What you will do: In the entries below, starting at the line containing "Task: locate the bird's gray" and ending at the end of the entries, replace "marker" with "pin" and give those lines again with nothing else changed.

Saved data entries
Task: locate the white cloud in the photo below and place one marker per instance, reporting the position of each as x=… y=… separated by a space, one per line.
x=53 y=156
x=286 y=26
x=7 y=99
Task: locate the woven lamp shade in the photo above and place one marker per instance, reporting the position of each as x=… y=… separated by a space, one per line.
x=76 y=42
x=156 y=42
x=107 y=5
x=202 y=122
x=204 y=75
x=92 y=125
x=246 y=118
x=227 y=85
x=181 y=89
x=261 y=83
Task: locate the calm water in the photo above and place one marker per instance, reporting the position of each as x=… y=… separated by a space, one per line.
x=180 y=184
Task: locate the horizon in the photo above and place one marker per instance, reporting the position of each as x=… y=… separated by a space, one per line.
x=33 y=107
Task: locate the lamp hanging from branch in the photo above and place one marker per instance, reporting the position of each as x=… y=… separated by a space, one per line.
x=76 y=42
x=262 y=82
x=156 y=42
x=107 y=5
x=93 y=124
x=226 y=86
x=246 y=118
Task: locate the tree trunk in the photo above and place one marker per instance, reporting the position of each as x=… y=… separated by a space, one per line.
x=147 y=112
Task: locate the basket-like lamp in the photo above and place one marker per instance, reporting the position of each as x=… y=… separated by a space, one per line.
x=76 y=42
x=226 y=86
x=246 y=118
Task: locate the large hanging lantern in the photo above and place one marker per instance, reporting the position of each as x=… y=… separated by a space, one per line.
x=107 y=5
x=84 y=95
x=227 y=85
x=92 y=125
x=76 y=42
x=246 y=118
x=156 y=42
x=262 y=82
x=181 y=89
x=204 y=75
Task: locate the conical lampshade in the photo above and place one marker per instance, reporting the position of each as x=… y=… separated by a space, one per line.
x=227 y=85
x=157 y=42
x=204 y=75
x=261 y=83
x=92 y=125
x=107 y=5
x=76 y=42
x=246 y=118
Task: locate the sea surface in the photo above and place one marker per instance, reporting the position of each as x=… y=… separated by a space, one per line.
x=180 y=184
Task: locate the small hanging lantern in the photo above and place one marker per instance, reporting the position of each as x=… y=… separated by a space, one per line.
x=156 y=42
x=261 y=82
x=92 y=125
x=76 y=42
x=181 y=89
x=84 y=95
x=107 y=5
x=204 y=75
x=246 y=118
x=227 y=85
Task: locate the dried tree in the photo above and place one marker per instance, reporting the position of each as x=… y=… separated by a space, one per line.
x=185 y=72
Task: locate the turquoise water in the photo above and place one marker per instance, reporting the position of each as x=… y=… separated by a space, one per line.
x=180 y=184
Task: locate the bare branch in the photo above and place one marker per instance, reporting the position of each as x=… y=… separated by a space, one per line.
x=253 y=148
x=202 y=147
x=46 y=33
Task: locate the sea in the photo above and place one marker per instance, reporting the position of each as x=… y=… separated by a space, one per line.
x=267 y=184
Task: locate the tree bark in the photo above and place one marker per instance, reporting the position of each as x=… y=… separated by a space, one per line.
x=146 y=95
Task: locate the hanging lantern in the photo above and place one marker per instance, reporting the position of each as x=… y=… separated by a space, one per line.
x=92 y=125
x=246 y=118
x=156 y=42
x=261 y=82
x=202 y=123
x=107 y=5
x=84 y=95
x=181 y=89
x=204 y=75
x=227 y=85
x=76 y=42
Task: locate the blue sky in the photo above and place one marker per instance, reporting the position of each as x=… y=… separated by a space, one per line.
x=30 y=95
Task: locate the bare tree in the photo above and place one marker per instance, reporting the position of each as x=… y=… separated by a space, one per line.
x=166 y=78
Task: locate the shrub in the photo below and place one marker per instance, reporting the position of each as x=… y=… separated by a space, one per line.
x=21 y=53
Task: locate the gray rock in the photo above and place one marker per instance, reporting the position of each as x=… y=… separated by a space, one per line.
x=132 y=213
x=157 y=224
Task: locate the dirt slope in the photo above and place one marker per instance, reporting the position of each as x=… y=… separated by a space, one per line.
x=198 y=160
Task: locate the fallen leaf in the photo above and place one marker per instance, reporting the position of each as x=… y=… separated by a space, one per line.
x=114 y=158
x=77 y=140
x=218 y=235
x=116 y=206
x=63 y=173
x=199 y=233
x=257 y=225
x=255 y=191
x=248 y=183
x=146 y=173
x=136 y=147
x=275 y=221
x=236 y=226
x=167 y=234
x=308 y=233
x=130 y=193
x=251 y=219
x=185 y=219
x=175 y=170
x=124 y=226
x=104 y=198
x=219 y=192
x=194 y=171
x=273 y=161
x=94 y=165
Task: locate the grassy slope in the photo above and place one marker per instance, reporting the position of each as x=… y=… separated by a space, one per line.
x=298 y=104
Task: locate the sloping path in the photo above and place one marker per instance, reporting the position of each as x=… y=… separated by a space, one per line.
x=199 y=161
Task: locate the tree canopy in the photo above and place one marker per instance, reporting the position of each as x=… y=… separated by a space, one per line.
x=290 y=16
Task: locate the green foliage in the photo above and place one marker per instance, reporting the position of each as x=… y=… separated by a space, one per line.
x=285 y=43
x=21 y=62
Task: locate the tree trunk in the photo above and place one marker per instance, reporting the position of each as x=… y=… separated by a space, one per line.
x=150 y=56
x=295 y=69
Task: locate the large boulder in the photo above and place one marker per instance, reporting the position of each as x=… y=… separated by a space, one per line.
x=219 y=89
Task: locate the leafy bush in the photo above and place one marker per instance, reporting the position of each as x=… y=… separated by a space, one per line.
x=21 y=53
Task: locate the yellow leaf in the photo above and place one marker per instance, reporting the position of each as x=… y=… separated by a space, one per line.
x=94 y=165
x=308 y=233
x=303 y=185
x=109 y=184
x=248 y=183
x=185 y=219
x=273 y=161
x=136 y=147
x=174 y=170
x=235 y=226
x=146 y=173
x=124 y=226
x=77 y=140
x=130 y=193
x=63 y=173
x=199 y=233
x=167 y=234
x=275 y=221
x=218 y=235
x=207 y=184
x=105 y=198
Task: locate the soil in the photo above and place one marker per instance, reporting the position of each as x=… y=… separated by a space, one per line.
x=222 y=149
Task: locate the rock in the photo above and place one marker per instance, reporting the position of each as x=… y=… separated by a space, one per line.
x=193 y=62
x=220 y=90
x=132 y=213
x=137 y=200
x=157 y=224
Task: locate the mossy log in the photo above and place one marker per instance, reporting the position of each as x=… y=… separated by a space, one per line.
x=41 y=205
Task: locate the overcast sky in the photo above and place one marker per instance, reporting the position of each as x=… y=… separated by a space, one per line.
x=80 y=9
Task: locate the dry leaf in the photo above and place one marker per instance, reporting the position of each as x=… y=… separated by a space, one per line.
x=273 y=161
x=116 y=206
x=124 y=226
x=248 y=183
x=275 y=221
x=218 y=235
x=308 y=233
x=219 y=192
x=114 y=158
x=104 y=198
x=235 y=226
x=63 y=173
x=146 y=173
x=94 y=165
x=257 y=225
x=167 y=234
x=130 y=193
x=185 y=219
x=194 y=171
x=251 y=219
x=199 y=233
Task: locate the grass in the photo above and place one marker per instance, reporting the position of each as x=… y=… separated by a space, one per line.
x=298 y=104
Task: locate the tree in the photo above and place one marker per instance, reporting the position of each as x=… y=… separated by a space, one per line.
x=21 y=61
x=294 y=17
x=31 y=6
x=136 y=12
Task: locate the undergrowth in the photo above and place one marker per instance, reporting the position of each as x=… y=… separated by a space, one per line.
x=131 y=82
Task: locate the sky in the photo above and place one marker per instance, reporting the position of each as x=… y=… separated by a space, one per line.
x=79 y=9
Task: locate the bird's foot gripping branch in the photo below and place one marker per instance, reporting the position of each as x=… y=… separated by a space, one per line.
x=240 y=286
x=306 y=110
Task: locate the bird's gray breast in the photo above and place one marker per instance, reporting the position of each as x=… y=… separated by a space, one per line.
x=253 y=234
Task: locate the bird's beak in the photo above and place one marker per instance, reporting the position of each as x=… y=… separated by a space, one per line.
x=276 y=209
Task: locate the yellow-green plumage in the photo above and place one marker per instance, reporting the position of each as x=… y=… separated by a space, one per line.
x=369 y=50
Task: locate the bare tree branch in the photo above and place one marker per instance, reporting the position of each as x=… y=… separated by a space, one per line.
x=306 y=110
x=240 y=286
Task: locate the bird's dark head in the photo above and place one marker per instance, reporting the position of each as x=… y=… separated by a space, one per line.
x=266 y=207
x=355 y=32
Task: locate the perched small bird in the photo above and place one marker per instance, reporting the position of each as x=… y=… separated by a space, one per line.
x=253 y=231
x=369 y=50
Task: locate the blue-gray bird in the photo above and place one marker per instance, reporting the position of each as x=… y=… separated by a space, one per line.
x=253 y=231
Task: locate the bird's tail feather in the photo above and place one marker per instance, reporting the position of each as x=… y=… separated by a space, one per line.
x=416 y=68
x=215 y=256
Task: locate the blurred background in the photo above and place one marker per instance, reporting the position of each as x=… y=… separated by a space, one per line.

The solution:
Task: locate the bird's gray breast in the photo above and place one pin per instance, reporting the position of each as x=… y=… separated by a space, one per line.
x=253 y=234
Task: locate the bird's beak in the photo above and place one pin per instance, reporting the position of each as x=… y=… separated by a space, one per line.
x=276 y=209
Task: locate the yellow-green plumage in the photo above and place one pin per instance, reporting the position of each as x=… y=… separated by a space, one per line.
x=369 y=50
Task: locate the bare tree branch in the photo above and place one pin per instance, reporting the position of each as x=… y=… separated by a space, one per line.
x=306 y=110
x=240 y=286
Task: locate the bird's dark head in the photo above and place one pin per instance, reporting the position of each as x=… y=… separated by a space, one per line.
x=266 y=207
x=355 y=32
Task: locate the perched small bird in the photo above and place one pin per instance, reporting the position of each as x=… y=… separated by a space, one per line.
x=253 y=231
x=369 y=50
Task: locate the blue-gray bird in the photo above and place one pin per instance, reporting the position of each as x=… y=… separated by a space, one per line.
x=253 y=231
Task: locate the bird's tail feather in the photo above and place one pin per instance, reporting the position of each as x=… y=… separated by a space, one per line.
x=416 y=68
x=215 y=256
Task: locate the blurred background in the photo above and place one pin per instance, reporting the position of each as x=… y=… separated by a space, one per line.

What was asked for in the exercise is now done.